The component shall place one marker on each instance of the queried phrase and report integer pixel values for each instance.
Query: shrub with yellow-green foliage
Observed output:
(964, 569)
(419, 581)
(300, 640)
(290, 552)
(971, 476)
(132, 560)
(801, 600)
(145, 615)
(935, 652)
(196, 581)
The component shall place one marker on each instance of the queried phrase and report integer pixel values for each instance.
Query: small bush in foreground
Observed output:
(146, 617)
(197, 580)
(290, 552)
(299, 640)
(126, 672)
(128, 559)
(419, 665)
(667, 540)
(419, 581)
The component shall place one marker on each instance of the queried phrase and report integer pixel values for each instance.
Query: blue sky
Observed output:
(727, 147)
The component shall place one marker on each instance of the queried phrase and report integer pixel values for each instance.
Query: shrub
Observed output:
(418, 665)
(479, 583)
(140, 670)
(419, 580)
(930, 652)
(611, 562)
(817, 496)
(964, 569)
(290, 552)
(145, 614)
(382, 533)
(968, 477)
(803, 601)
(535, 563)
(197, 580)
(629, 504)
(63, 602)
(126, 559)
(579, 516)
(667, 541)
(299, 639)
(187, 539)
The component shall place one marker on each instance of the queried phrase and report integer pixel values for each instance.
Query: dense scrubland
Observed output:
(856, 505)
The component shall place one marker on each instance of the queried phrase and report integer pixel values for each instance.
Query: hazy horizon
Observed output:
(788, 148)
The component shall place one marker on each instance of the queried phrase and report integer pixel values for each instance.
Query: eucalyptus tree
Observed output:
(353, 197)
:::
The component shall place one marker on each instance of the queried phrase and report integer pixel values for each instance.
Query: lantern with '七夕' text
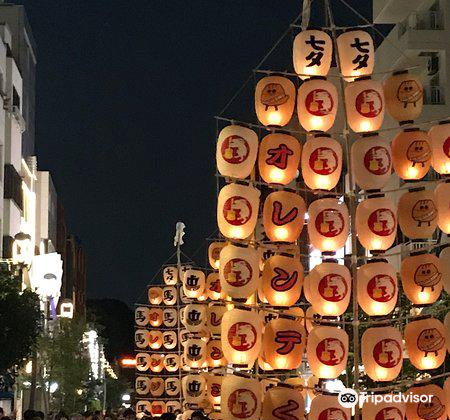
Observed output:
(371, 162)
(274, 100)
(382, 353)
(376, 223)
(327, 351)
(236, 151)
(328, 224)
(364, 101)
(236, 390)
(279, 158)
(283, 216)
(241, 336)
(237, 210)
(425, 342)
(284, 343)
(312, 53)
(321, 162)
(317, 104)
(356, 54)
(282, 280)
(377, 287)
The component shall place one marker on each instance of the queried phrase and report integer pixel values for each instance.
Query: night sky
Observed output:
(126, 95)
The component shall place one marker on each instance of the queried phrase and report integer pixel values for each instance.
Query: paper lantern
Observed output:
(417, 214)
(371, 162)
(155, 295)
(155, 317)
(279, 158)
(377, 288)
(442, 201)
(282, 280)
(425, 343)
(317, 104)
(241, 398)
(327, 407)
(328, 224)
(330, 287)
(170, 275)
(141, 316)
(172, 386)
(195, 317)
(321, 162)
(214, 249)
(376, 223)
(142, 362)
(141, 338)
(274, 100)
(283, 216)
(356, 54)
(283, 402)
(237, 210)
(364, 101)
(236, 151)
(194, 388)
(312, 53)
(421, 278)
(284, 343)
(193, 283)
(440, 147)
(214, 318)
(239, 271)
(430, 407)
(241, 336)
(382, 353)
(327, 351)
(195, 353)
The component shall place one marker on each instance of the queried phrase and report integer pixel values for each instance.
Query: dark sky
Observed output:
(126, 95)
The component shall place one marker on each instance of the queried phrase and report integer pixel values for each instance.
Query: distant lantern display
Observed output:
:::
> **DIRECTION**
Show each line of the listing above that contains the word "shrub".

> **ANSWER TO THE TASK**
Query: shrub with yellow-green foliage
Query: shrub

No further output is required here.